Give back each entry unchanged, minus pictures.
────────────────────────────────────────
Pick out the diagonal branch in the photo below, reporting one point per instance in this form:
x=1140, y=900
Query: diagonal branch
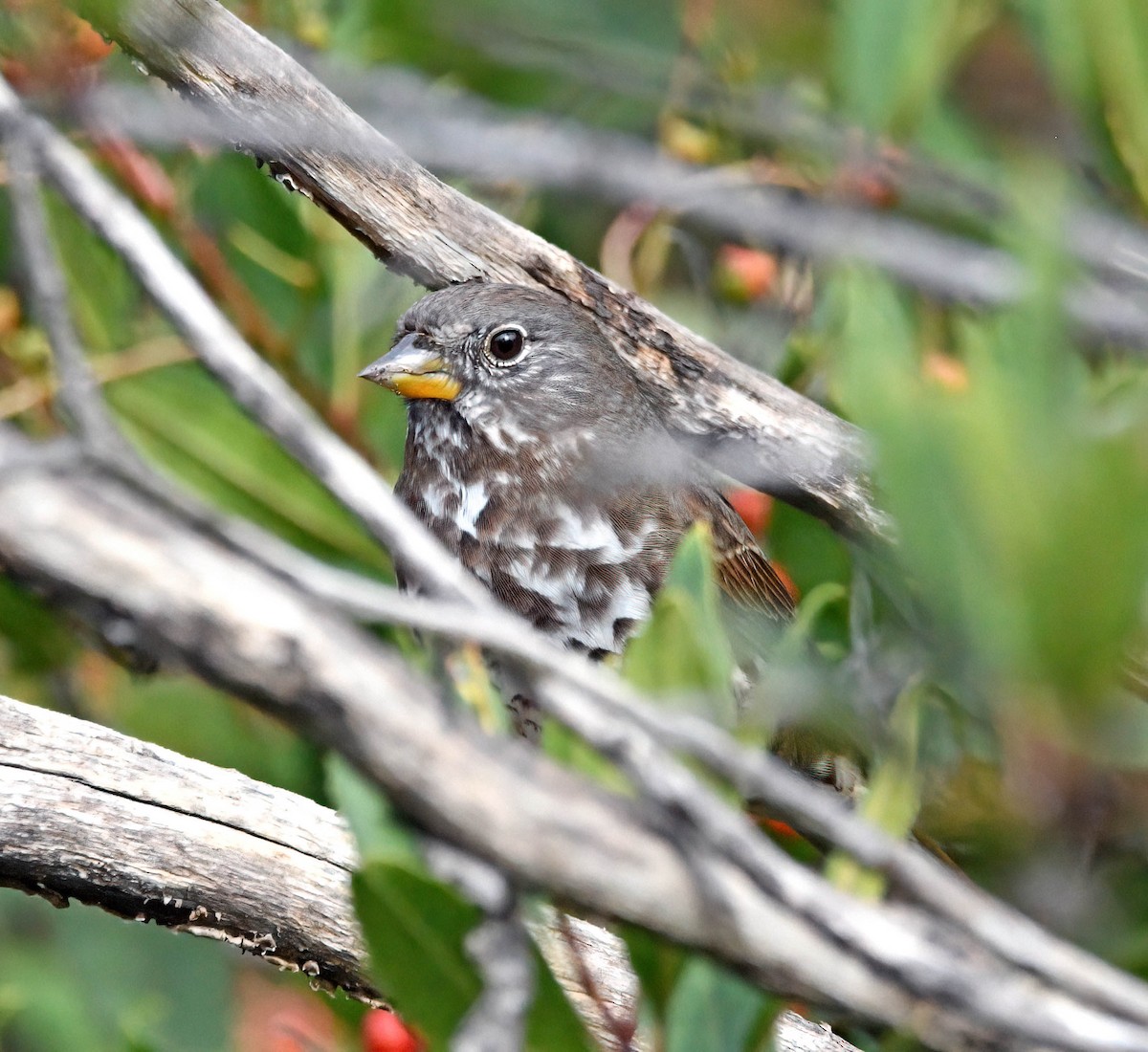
x=108, y=554
x=747, y=424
────────────────────────────────────────
**Task response:**
Pick out the diagonal branch in the photo below, reporting one point per instance in this form:
x=1140, y=900
Query: diagonal branch
x=108, y=554
x=747, y=424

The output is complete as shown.